▸ **TASK GOAL**:
Copy the passage of the "Ron’s Two Critters" text between "All Mr. Strickland’s" and "tracts individually also.", inclusive, with "isolated" in place of "lonely".

▸ **PASSAGE TO READ**:

* START *

Ron’s Two Critters

Rumsey Strickland was a wonderful friend.  He started and owned Strickland Motor Lines for many years before he sold it.  However, after the sale he kept an office in downtown Dallas.  While I was managing the investment portfolios for that big insurance group, he was on my investment committee that oversaw my activities.

When you are going north up Oak Lawn Street from Downtown Dallas, the road splits and the left split becomes Preston Road.  Right on the north side of that split, behind the trees is a most beautiful, Spanish Style house.  That was Mr. Strickland’s home.  Behind it, along Turtle Creek are all those beautiful azaleas which so many people come to admire each Spring.   Mr. Strickland’s wife planted them and kept them well fed and watered.  Jerry Jones, the owner of the Dallas Cowboys owns that house now.

All Mr. Strickland’s children had died.  It was quite tragic.  So, I would go up to his office and visit with him, since he always seemed so lonely.  He really seemed to appreciate it.  And eventually we started to buy tracts of land together when I would find one at a good price that seemed to have big potential.  Of course, we bought tracts individually also.

I remember when he bought this little field that was planted in cotton.  I said:  “Mr. Strickland, why in the world would you buy a cotton field and pay $1.25 per square foot for it?”  He claimed that he figured it had great potential in spite of the price.  That tract is now the southeast quadrant of LBJ Freeway and the Dallas North Tollway that has all those big, tall, shiny buildings on it.  He had a great feel for real estate.

Later he bought a big ranch about 12 miles west of Ponder, Texas.  He wanted me to run cattle there and for us to be partners in the cattle heard.  I got a fairly large herd of Santa Gertrudis cattle from the big Callan Ranch at Lorena, Texas and located them there.  Since it had a nice little house, I got a cowboy to move there with his family to watch the cattle.

* END *

▸ **MATERIAL PROVIDED**:
* START *

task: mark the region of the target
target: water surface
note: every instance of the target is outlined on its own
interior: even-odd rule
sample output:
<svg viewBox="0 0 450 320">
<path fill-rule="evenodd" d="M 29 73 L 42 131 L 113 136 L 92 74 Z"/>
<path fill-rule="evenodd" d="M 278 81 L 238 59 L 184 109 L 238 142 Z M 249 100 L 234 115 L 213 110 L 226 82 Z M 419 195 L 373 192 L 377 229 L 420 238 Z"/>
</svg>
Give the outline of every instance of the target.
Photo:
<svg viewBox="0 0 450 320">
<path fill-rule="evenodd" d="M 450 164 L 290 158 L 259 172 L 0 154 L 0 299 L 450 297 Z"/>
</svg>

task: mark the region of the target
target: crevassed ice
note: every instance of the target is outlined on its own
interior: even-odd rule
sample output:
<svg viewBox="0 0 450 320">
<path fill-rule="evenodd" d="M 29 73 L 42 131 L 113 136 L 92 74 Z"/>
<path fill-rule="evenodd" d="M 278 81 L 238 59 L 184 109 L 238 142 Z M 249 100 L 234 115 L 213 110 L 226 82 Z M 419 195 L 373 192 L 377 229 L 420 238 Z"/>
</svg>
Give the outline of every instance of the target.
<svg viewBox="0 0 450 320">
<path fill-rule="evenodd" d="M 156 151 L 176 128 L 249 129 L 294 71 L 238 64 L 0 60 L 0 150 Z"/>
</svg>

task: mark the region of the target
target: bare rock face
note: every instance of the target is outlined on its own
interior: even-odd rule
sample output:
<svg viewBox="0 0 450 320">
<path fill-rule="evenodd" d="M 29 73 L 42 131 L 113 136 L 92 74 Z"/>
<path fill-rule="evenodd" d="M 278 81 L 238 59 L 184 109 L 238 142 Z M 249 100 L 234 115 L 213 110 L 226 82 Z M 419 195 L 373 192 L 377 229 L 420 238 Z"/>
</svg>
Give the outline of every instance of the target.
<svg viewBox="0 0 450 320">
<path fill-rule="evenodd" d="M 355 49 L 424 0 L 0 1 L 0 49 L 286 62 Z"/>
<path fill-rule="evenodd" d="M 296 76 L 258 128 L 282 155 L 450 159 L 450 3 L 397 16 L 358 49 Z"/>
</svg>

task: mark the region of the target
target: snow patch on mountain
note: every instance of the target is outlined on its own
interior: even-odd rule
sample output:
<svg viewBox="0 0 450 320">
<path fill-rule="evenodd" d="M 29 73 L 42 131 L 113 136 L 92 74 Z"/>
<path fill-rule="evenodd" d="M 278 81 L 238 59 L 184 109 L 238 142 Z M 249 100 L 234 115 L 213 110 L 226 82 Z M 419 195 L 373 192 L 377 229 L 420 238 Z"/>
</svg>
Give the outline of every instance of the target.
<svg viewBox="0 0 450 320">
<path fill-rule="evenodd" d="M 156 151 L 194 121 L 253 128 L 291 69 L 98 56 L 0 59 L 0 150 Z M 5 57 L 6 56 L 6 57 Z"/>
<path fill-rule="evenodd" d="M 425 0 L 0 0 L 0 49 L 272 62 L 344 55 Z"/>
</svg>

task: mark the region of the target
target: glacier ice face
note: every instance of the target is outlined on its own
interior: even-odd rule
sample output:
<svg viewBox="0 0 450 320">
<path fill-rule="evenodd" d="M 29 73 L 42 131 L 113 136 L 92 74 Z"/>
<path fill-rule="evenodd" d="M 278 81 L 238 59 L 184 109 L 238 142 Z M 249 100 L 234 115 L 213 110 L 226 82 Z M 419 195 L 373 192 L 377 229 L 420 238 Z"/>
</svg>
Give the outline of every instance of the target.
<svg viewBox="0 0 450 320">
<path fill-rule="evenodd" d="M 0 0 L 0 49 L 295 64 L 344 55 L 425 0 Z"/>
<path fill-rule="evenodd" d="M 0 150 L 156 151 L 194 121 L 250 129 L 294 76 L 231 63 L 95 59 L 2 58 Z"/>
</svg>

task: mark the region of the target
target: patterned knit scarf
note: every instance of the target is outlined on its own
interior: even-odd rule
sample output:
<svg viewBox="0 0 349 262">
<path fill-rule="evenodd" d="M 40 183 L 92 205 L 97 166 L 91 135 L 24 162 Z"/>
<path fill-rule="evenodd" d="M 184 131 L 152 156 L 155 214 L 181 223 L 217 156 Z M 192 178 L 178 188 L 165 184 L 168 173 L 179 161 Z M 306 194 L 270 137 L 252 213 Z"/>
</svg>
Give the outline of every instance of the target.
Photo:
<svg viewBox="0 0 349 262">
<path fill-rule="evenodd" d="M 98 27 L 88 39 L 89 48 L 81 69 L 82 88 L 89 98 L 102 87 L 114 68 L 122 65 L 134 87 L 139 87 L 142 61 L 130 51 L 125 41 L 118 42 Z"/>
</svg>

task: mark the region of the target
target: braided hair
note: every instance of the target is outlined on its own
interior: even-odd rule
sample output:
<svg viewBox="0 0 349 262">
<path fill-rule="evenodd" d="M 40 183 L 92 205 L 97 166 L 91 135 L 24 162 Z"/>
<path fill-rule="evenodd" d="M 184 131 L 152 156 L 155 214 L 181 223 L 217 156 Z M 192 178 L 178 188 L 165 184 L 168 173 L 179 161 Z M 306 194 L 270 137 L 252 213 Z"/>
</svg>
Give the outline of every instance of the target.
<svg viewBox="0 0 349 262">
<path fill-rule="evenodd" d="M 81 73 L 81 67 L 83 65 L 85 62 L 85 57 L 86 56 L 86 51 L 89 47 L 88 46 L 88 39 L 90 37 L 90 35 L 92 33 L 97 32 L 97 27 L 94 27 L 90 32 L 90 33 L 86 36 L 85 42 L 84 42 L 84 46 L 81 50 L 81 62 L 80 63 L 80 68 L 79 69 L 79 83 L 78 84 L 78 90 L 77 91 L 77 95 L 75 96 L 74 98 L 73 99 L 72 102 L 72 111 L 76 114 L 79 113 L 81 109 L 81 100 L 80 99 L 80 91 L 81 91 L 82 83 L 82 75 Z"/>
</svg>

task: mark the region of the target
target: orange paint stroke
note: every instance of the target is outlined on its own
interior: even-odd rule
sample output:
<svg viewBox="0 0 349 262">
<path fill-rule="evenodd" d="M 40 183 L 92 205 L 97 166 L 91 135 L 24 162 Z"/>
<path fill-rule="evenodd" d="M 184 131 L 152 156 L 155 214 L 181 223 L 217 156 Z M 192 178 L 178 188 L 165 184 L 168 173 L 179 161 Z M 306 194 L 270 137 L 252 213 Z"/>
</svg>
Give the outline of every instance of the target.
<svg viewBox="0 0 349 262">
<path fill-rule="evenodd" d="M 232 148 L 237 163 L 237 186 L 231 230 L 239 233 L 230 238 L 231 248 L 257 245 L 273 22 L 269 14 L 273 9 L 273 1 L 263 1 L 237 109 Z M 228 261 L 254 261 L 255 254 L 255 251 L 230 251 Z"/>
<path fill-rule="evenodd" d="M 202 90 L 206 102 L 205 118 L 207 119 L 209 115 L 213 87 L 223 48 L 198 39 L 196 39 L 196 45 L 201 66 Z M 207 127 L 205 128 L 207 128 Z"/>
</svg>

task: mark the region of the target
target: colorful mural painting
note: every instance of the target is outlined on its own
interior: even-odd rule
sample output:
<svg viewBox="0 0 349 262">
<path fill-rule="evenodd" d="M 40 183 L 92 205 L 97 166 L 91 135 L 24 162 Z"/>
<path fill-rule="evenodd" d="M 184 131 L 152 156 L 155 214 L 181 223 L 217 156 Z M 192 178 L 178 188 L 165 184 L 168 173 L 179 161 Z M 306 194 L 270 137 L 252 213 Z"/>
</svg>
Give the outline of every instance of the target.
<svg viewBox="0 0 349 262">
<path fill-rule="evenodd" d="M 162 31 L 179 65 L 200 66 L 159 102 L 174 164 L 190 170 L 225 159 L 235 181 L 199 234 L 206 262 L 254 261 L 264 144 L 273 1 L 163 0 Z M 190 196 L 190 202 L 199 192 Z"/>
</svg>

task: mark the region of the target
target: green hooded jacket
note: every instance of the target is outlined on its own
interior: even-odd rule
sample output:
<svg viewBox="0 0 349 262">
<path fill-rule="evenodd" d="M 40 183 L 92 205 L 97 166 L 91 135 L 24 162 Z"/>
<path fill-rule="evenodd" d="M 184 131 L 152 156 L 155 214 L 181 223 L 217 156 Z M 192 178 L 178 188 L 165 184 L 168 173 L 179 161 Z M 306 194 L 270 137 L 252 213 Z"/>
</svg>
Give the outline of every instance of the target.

* END *

▸ **THE ANSWER**:
All Mr. Strickland’s children had died.  It was quite tragic.  So, I would go up to his office and visit with him, since he always seemed so isolated.  He really seemed to appreciate it.  And eventually we started to buy tracts of land together when I would find one at a good price that seemed to have big potential.  Of course, we bought tracts individually also.